- Problem 1
Copy the section of the worked polynomial problem that starts at "lf $f\left(x\right)$ is" and runs up to and including "Answer: (C)", keeping every character unchanged.

Question

lf $f\left(x\right)$ is a polynomial satisfying$f\left(x\right)f\left(\frac{1}{x}\right)=f\left(x\right)+f\left(\frac{1}{x}\right)$, and$f\left(3\right)=82$, then $\int \frac{f\left(x\right)}{x^2+1}dx=$

• A. $x^3-x+2{\tan }^{-1}x+c$
• B. $\frac{1}{3}{x}^3-x+{\tan }^{-1}x+c$
• C. $\frac{x^3}{3}-x+2{\tan }^{-1}x+c$
• D. $\frac{1}{3}{x}^3+x+2{\tan }^{-1}x+c$

Answer 1

Answer: (C)

$\frac{x^3}{3}-x+2{\tan }^{-1}x+c$

Given : $f\left(3\right)=82=81+1$, from the given equation we can find $f\left(\frac{1}{x}\right)$

$\because f\left(x\right)f\left(\frac{1}{x}\right)=f\left(x\right)+f\left(\frac{1}{x}\right)$

$⟹f\left(x\right)=\left\{f\right(x)-1\}f\left(\frac{1}{x}\right)$

$⟹f\left(\frac{1}{x}\right)=\frac{f\left(x\right)}{f\left(x\right)-1}$

$\therefore$ we get $f\left(\frac{1}{3}\right)=\frac{82}{81}=1+\frac{1}{81}$

$\therefore f\left(3\right)=3^4+1$ and $f\left(\frac{1}{3}\right)=1+\frac{1}{3^4}$.

Therefore we can observe that $f\left(x\right)=x^4+1$

$⟹\int \frac{f\left(x\right)}{x^2+1}dx=\int \frac{x^4+1}{x^2+1}dx=\int \frac{x^4-1}{x^2+1}dx+\int \frac{2}{x^2+1}dx=(\int (x^2-1\left)dx\right)+2{\tan }^{-1}x=\frac{x^3}{3}-x+2{\tan }^{-1}x+c$

Hence, $\int \frac{f\left(x\right)}{x^2+1}dx=\frac{x^3}{3}-x+2{\tan }^{-1}x+c$

- Problem 2
Write out each line in the entries below that contains the string "vegetation". Matching is case-sensitive.

- Extracted information
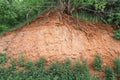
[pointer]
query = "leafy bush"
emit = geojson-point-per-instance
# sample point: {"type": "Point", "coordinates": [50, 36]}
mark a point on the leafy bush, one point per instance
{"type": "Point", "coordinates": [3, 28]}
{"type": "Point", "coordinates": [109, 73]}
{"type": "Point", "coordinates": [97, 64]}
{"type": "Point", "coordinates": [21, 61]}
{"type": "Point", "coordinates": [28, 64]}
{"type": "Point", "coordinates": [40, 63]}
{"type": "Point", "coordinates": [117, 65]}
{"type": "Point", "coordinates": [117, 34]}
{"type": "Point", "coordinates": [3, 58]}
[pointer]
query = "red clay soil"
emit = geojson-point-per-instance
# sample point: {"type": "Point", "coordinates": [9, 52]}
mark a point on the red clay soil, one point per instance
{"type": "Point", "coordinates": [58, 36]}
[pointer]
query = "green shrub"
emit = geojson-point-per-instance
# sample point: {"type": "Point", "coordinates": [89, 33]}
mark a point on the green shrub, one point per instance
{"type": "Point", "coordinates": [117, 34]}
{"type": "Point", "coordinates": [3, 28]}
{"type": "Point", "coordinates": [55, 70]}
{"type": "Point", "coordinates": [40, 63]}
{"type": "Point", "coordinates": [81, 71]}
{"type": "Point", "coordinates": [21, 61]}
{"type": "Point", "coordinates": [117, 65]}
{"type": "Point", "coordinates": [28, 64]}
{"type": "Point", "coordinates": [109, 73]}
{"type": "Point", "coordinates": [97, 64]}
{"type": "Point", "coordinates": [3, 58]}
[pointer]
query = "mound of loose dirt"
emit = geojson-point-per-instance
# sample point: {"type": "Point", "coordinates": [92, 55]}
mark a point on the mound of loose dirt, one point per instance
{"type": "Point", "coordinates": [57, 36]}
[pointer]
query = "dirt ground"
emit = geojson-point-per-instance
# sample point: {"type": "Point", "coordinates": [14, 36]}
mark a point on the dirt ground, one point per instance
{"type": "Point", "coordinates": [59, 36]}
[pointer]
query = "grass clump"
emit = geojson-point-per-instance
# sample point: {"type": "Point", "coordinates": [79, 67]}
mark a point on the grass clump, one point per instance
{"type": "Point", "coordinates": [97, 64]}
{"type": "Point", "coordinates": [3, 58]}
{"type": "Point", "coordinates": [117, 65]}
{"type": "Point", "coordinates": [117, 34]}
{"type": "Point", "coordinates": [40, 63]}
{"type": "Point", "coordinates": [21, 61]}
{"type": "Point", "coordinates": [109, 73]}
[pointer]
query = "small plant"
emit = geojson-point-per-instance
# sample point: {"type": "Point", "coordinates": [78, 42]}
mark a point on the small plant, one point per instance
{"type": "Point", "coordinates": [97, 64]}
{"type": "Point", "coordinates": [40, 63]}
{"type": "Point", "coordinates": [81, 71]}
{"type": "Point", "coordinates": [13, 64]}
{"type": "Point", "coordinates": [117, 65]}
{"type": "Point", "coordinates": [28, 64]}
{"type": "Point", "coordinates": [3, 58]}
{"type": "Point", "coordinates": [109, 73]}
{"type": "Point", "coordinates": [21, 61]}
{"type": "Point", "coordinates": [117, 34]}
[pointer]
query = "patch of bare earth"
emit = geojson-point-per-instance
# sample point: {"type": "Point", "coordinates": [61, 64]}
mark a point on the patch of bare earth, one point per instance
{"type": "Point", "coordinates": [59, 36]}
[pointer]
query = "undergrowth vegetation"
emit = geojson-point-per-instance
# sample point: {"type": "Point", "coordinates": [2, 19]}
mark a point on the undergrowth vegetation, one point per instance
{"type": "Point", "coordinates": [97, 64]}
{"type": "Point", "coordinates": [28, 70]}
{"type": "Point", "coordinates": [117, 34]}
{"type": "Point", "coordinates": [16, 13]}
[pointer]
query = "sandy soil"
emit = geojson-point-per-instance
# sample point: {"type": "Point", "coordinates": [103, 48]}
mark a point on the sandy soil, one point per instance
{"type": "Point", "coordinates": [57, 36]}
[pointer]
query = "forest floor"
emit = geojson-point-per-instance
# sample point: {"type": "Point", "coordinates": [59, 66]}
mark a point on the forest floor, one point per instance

- Correct response 1
lf $f\left(x\right)$ is a polynomial satisfying$f\left(x\right)f\left(\frac{1}{x}\right)=f\left(x\right)+f\left(\frac{1}{x}\right)$, and$f\left(3\right)=82$, then $\int \frac{f\left(x\right)}{x^2+1}dx=$

• A. $x^3-x+2{\tan }^{-1}x+c$
• B. $\frac{1}{3}{x}^3-x+{\tan }^{-1}x+c$
• C. $\frac{x^3}{3}-x+2{\tan }^{-1}x+c$
• D. $\frac{1}{3}{x}^3+x+2{\tan }^{-1}x+c$

Answer 1

Answer: (C)

- Correct response 2
query = "undergrowth vegetation"
mark a point on the undergrowth vegetation, one point per instance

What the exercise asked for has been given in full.